MARLi was an NSF-MRI funded new instrument development to provide water vapor, temperature, aerosol, and cloud profiles within the planetary boundary layer (PBL). MARLi was successfully flight-tested on the UWKA and the NSF/NCAR C-130 for over sixty-hours in the summer of 2016.  
MARLi transforms our capability to observe the atmosphere at horizontal resolutions ranging from ~100 m to ~1 km and can revolutionize a range of atmospheric processes studies. These include: advancing our understanding of small-scale interactions between clouds and their environment, investigating air-sea and air-land interactions; documenting boundary layer structure over heterogeneous surfaces and under cloudy conditions; examining the mesoscale atmospheric environments and dynamics.

Roscoe is a new, more compact version of the NASA GSFC Cloud Physics Lidar that has flown on multiple NASA high altitude aircraft over the past two decades. While utilizing the same proven measurement technique of coupling a high repetition rate laser with photon-counting detection, Roscoe differs from CPL in two significant ways.  First, it is designed to simultaneously observe both upwards and downwards from the aircraft, to enable studies of stratospheric aerosols above flight altitude as well as below.  It is, essentially, two small CPL instruments in one package, one pointing nadir and one pointing zenith.  Second, it operates at only 1064 and 355 nm (not 532 nm) to satisfy eye-safety considerations for airborne operation.  Roscoe measures depolarization at both wavelengths to characterize the phase of the cloud and aerosol particles detected.

:: Recorded data ::

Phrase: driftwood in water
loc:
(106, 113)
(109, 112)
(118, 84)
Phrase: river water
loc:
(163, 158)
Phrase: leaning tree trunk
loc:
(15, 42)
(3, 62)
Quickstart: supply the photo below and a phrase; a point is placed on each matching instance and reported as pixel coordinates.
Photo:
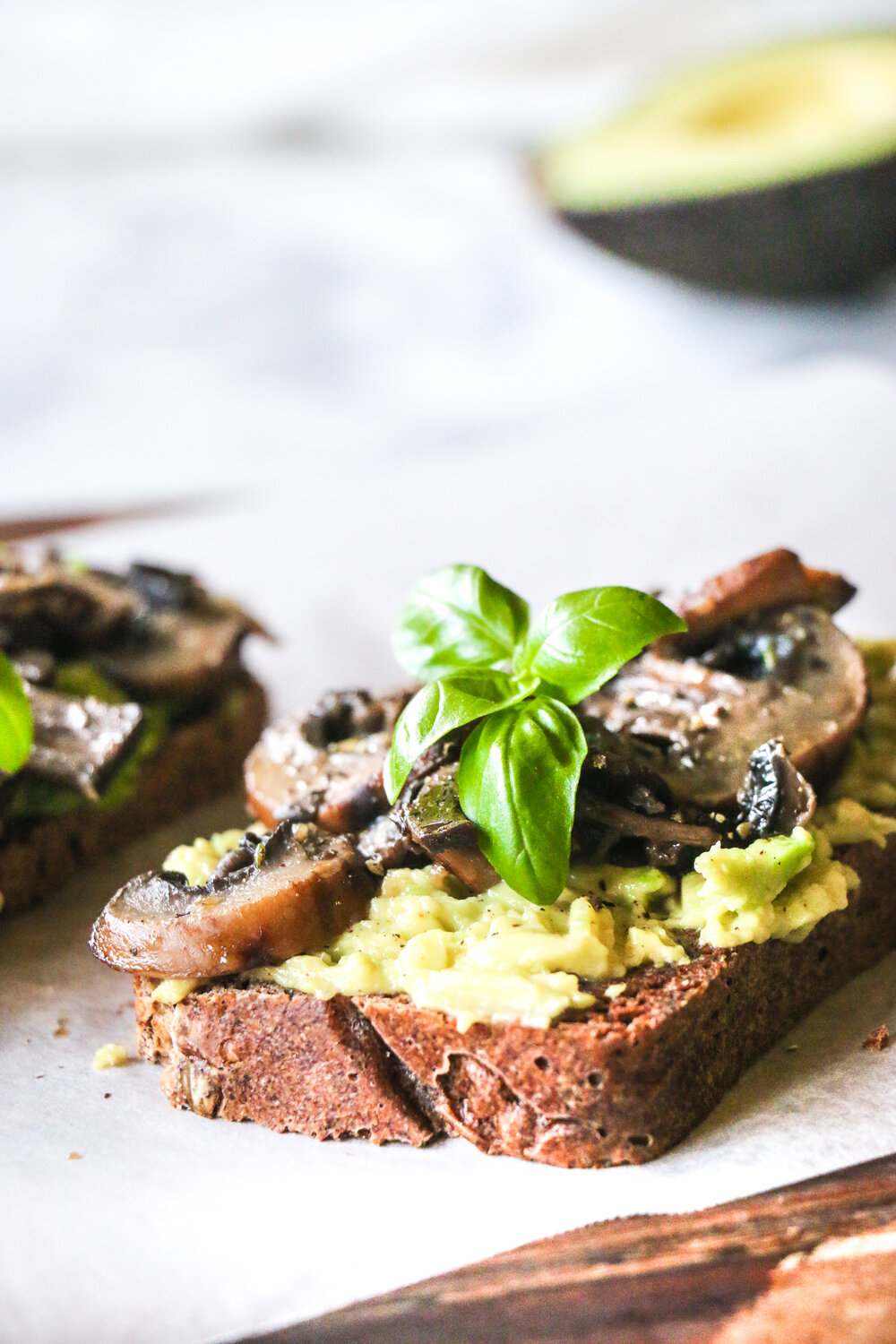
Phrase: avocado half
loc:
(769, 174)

==

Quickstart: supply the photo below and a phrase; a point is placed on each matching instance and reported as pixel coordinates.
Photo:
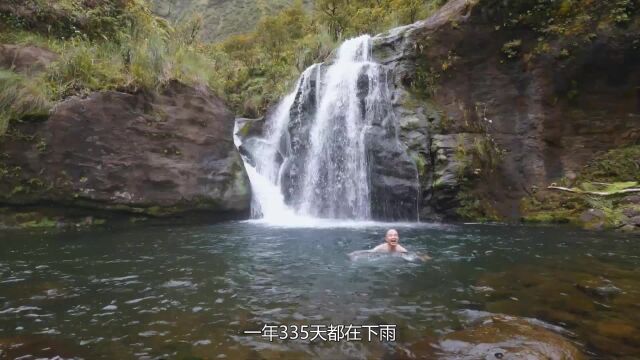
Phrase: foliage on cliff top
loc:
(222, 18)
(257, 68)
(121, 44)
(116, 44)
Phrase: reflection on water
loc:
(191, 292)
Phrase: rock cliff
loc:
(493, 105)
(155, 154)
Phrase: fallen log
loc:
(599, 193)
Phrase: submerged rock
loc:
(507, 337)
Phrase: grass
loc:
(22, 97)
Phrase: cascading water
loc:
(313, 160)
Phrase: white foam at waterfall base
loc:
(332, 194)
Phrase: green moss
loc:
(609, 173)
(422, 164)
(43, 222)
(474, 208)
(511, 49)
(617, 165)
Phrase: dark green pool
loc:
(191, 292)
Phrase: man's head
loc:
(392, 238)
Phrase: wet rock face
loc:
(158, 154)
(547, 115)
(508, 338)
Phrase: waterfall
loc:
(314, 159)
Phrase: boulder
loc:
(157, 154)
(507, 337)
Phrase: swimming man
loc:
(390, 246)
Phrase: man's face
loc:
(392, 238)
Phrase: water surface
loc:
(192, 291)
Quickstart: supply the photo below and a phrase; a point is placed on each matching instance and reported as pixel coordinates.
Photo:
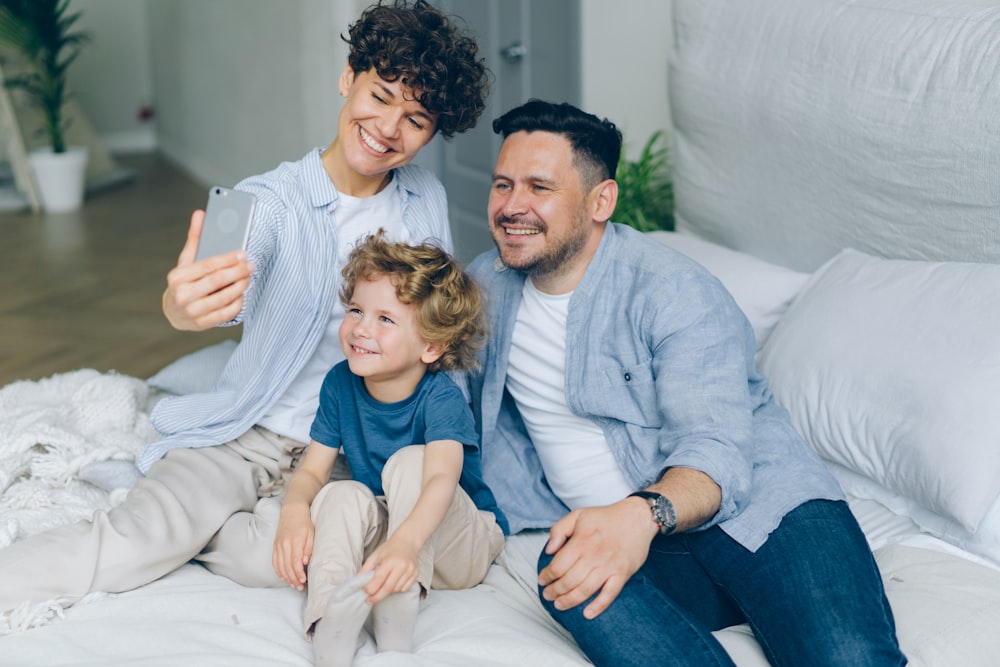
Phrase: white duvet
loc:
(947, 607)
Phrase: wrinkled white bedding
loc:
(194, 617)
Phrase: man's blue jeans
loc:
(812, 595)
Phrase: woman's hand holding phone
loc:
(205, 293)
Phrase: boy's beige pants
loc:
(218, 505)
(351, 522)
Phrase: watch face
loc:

:: Tasks for this exercise ::
A – Can you retype the lidar passage starting at the words "MARLi was an" and ending after "environments and dynamics."?
B – Which lines in the entries contain the word "white"? Copy each one.
The lidar passage and the entries have nothing to do with each other.

:: Answers given ::
A –
MARLi was an NSF-MRI funded new instrument development to provide water vapor, temperature, aerosol, and cloud profiles within the planetary boundary layer (PBL). MARLi was successfully flight-tested on the UWKA and the NSF/NCAR C-130 for over sixty-hours in the summer of 2016.  
MARLi transforms our capability to observe the atmosphere at horizontal resolutions ranging from ~100 m to ~1 km and can revolutionize a range of atmospheric processes studies. These include: advancing our understanding of small-scale interactions between clouds and their environment, investigating air-sea and air-land interactions; documenting boundary layer structure over heterogeneous surfaces and under cloudy conditions; examining the mesoscale atmospheric environments and dynamics.

B –
Phrase: white foam at waterfall base
Phrase: white duvet
Phrase: wrinkled white bedding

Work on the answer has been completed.